任务目标 A
根据下文关于fsimage快照传输的文本,回答以下问题:
(i) BackupNode作为Client端时,要与Server端的哪个端口建立连接?
(ii) 在doCheckpoint方法中,将fsimage文件发送给NameNode是第几步?
(iii) 当BackupNode监听到channel上的可读事件后,需要做什么?

所附文本
--------------------------------------------------

上一章,我对BackupNode的checkpoint机制进行了深入剖析,还遗留了fsimage快照传输没有讲解。BackupNode在生成完fsimage快照文件后,需要基于NIO网络通信将fsimage文件传输给NameNode。
关于NIO的网络通信机制,我在《透彻理解Kafka》系列中深入讲解过,本节我就来仿照Kafka的通信组件实现fsimage快照传输的BackupNode客户端/NameNode服务端的代码。
一、快照传输
首先,fsimage快照传输是通过BackupNode的 FSImageUploader 组件来完成,FSImageCheckPointer在执行checkpoint机制流程的第四步会将fsimage发送给NameNode:
/**
* 生成fsimage快照文件的线程
*/
public class FSImageCheckPointer extends Thread {
/**
* 执行checkpoint机制
*/
private void doCheckpoint() throws Exception {
// 1.生成fsimage
FSImage fsimage = namesystem.getFSImage();
// 2.删除上一次的fsimage文件
removeLastFSImageFile();
// 3.保存fsimage文件到磁盘
writeFSImageFile(fsimage);
// 4.将fsimage文件发送给NameNode
uploadFSImageFile(fsimage);
// 5.将checkpoint信息发送给NameNode
updateCheckpointTxid(fsimage);
// 6.持久化checkpoint信息
saveCheckpointInfo(fsimage);
}
/**
* 发送fsimage文件
*/
private void uploadFSImageFile(FSImage fsimage) {
FSImageUploader fsimageUploader = new FSImageUploader(fsimage);
fsimageUploader.start();
}
//...
}
1.1 Client端
我们采用Java NIO实现BackupNode作为Client端的代码,核心流程就是:
- 创建一个SocketChannel,与Server端的9000端口建立连接;
- 创建一个Selector,并注册到SocketChannel中;
- 监听channel上的各类事件,比如连接建立事件、可读事件等等,并进行相应的处理。
/**
* fsimage快照传输线程
*
* @author Ressmix
*/
public class FSImageUploader extends Thread {
private FSImage fsimage;
public FSImageUploader(FSImage fsimage) {
this.fsimage = fsimage;
}
@Override
public void run() {
SocketChannel channel = null;
Selector selector = null;
try {
channel = SocketChannel.open();
channel.configureBlocking(false);
// 这里指定NameNode的地址
channel.connect(new InetSocketAddress("localhost", 9000));
selector = Selector.open();
channel.register(selector, SelectionKey.OP_CONNECT);
boolean uploading = true;
while (uploading) {
selector.select();
Iterator<SelectionKey> keysIterator = selector.selectedKeys().iterator();
while (keysIterator.hasNext()) {
SelectionKey key = (SelectionKey) keysIterator.next();
keysIterator.remove();
// 1.连接事件
if (key.isConnectable()) {
channel = (SocketChannel) key.channel();
if (channel.isConnectionPending()) {
channel.finishConnect();
// 上传fsimage
ByteBuffer buffer = ByteBuffer.wrap(fsimage.getFsimageJson().getBytes());
System.out.println("准备上传fsimage文件数据,大小为:" + buffer.capacity());
channel.write(buffer);
}
channel.register(selector, SelectionKey.OP_READ);
}
// 2.可读事件,即接收到了响应
else if (key.isReadable()) {
ByteBuffer buffer = ByteBuffer.allocate(1024 * 1024);
channel = (SocketChannel) key.channel();
int count = channel.read(buffer);
if (count > 0) {
System.out.println("上传fsimage文件成功,响应消息为:" +
new String(buffer.array(), 0, count));
channel.close();
uploading = false;
}
}
}
}
} catch (Exception e) {
e.printStackTrace();
} finally {
//...省略关闭I/O相关代码
}
}
}
可以看到,Java NIO的代码大部分都是一些 Boilerplate Code ,也就是说会遵照一定的模板,我们只需在相应的位置填充业务逻辑即可:
- 当BackupNode监听到channel上的连接事件后,就需要发送fsimage文件内容;
- 当BackupNode监听到channel上的可读事件后,就需要读取NameNode的响应。

--------------------------------------------------

目标位置标注条目

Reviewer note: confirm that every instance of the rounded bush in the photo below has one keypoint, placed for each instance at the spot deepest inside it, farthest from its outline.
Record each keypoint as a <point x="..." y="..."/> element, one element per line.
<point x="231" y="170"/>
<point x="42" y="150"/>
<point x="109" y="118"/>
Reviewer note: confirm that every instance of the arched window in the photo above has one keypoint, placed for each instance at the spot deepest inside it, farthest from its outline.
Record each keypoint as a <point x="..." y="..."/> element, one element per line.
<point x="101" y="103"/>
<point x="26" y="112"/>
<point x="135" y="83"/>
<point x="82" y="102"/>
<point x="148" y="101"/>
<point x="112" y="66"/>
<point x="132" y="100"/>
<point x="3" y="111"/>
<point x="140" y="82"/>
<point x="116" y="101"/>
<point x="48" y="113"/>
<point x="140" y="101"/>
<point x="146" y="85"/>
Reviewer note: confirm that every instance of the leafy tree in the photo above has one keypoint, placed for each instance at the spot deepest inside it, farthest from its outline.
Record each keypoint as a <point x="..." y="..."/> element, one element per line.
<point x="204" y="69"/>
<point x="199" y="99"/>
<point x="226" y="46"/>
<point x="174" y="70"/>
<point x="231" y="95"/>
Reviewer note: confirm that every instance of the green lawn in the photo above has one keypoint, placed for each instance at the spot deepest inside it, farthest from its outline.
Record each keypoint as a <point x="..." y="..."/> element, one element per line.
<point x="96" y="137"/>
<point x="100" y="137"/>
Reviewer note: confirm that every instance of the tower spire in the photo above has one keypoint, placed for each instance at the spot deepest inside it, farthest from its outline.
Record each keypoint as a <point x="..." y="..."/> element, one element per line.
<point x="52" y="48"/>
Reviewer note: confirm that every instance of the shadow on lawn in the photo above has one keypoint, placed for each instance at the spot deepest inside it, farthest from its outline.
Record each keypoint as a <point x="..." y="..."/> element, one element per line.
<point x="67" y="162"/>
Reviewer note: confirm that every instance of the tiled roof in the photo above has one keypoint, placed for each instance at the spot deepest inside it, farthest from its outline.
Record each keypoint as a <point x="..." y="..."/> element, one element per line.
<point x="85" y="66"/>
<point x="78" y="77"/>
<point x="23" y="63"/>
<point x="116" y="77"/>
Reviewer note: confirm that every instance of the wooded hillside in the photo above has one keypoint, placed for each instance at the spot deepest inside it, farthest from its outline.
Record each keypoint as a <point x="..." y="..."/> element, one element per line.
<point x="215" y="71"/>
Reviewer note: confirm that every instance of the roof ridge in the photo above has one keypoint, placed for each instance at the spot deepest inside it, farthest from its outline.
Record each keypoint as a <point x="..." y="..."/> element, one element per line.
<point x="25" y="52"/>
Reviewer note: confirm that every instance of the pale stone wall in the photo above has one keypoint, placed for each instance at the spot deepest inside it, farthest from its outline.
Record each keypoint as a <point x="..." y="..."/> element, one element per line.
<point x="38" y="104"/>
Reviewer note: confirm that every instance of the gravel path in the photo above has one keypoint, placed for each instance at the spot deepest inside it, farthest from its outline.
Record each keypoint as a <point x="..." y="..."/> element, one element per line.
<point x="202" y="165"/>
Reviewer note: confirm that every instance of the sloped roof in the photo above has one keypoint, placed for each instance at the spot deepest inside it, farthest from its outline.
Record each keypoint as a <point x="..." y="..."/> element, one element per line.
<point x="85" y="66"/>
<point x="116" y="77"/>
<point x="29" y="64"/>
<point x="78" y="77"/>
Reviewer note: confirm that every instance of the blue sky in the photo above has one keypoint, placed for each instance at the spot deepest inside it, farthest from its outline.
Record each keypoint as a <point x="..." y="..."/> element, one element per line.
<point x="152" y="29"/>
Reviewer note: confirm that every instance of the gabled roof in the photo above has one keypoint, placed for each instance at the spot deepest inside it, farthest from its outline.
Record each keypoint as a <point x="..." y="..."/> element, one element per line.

--------------------------------------------------

任务目标 B
请重复上方列表中从含有“Reviewer note: confirm that every instance of the gabled”的那一行起至列表末尾的各行,首尾两行均包括在内。

输出结果 A
(i) 9000端口。
(ii) 第四步。
(iii) 读取NameNode的响应。

输出结果 B
Reviewer note: confirm that every instance of the gabled roof in the photo above has one keypoint, placed for each instance at the spot deepest inside it, farthest from its outline.
Record each keypoint as a <point x="..." y="..."/> element, one element per line.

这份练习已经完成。